**Goals:**
1) In the post about sodium hydride as an oxidant, which journal did the group of scientists submit their manuscript to?
2) Repeat, word for word, everything in the post about sodium hydride as an oxidant from "The claim apparently" down to "remains slightly open.".

I was alerted last week by a blogospheric PhD student (worked with us for some time before going to Oxford) to the following story from Totally Synthetic (TotSynth).
NaH as an Oxidant – Liveblogging!
Even if you are not a scientist, please read on – it’s entertaining and informative. It deserves to be put in front of every young scientist as it shows the process of science as it should be done.
When I was at high school I read a popular and good chemistry paperback (Penguin) which highlighted the scientific method through a passage from Dorothy Sayers’ Strong poison where she describes in graphic and entertaining detail how A Marsh test for arsenic was carried out. The thread in the blogosphere captures competely the rigour, the attention to detail, the likelihood of false trails, the unexpected, the need for reference to authority and the need to question authority.
If I were teaching young chemists I would set them this as a real exercise. As a group, and in the lab. Give them a month. By the end of that month they would know far more about reactions, thermodynamics, spectra than they would get from formal lectures.
Moreover it highlights a real message of the evolving scientific web which is that what is said matters more than where it is published. For non-chemists I will interpret:
A group of scientists submitted a manuscript to The Journal Of The American Chemical Society. This is a well-known and high quality journal which is often used (naively) as a numeric metric of the value of a chemist (“how many JACS articles have they published?”). The ACS stresses the value of peer-review (as do I) and that its quality is low in Open Access journals (which I dispute). The published article (Reductive and Transition-Metal-Free: Oxidation of Secondary Alcohols by Sodium Hydride) is “advertised by the following graphical abstract (which I reproduce without permission as fair-use)
The potential utilities of the simplest hydride reductant sodium hydride (NaH) as an oxidation promoter have long been overlooked.
This claim is sensational in that if goes completely against received chemical knowledge. Any first year student, if given the top (blue) reaction would be expected to draw the arrow in the OTHER direction (right to left). They would certainly fail (part of) an exam if they wrote what the authors have claimed. So it’s not an obscure finding. If true it would mean that (free) energy would have to come from an unknown source. Not impossible, but extremely unlikely. On the order of cold fusion or Benveniste’s homeopathic water.
The claim apparently went through the reviewers and editors with little comment. But the blogosphere picked it up and Totally Synthetic decided to question the finding. You must read the blog. There’s a blending of careful attention and excitement – what IS the answer?
So I’m not going to give away the punchline. But I will say that the peer reviewing is closed so I cannot absolutely comment on whether the paper should have been accepted. Currently I regard the paper as an outstanding example of junk science published in a journal which prides itself on selling high-quality science. But I haven’t read the paper (as it’s closed access and will cost me 30 GBP for 2 days only). So my mind always remains slightly open.
This should convince any sceptic that the blogosphere is an essential part of current science.
I was alerted to the paper by readers of my blog, who noticed its controversial abstract almost as soon as it appeared online,’ says Docherty. ‘A quick inspection of Wang’s results astounded me, as he seemed to suggest that black was apparently now white; most curiously, his postulated mechanism only accounted for half of his results. Most provocative papers in organic chemistry take some time and resources to verify, but Wang’s chemistry seemed very amenable to a quick test reaction. It only took a few minutes to set up his chemistry in my fume-hood, and a similarly short amount of time to analyse the results. As I was writing about this on my blog, my readers did likewise, each using slightly different materials and conditions, allowing a very quick “scoping” of the chemistry.’
Some oxidation of alcohols was observed in most cases, but a consensus was rapidly reached that an oxidising contaminant was making its way into the reaction, be it oxygen from the air adsorbed to the NaH, or traces of sodium peroxide or hydroxide or some other trace contaminant. When stringent steps were taken to ensure absolutely that no air could enter the reaction system, no oxidation was seen.

**Provided records:**
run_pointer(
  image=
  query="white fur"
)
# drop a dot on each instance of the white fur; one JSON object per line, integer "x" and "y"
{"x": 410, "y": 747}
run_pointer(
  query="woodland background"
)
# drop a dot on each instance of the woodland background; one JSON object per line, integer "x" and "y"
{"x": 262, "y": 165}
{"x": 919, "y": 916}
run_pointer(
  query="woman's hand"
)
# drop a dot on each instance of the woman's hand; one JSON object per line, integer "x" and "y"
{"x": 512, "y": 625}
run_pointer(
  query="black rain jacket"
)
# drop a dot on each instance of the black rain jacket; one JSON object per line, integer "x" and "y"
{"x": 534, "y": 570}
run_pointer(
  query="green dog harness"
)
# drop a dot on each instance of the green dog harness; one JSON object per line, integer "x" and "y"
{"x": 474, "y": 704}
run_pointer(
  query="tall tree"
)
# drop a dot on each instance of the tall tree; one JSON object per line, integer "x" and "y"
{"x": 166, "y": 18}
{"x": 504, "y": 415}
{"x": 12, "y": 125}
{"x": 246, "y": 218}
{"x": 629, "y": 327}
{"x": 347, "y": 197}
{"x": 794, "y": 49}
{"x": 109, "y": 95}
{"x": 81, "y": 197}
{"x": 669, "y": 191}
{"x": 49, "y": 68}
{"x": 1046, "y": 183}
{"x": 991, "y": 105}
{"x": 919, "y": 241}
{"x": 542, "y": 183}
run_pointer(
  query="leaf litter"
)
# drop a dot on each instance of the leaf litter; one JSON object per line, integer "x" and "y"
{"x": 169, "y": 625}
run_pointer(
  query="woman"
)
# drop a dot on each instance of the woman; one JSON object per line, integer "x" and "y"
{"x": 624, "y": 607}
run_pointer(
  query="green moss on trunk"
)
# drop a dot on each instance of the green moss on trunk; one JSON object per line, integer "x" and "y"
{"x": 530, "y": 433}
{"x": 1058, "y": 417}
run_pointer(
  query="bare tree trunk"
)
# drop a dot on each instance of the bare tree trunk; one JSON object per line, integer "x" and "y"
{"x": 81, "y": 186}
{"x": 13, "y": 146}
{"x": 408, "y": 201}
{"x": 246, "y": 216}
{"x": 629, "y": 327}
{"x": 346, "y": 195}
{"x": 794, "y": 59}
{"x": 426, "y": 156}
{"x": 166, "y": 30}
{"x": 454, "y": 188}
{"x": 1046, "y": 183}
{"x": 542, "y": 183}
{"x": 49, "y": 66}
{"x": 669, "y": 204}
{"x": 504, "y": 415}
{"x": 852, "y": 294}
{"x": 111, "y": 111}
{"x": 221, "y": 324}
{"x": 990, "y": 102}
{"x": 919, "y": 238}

**Answers:**
1) The Journal Of The American Chemical Society.

2)
The claim apparently went through the reviewers and editors with little comment. But the blogosphere picked it up and Totally Synthetic decided to question the finding. You must read the blog. There’s a blending of careful attention and excitement – what IS the answer?
So I’m not going to give away the punchline. But I will say that the peer reviewing is closed so I cannot absolutely comment on whether the paper should have been accepted. Currently I regard the paper as an outstanding example of junk science published in a journal which prides itself on selling high-quality science. But I haven’t read the paper (as it’s closed access and will cost me 30 GBP for 2 days only). So my mind always remains slightly open.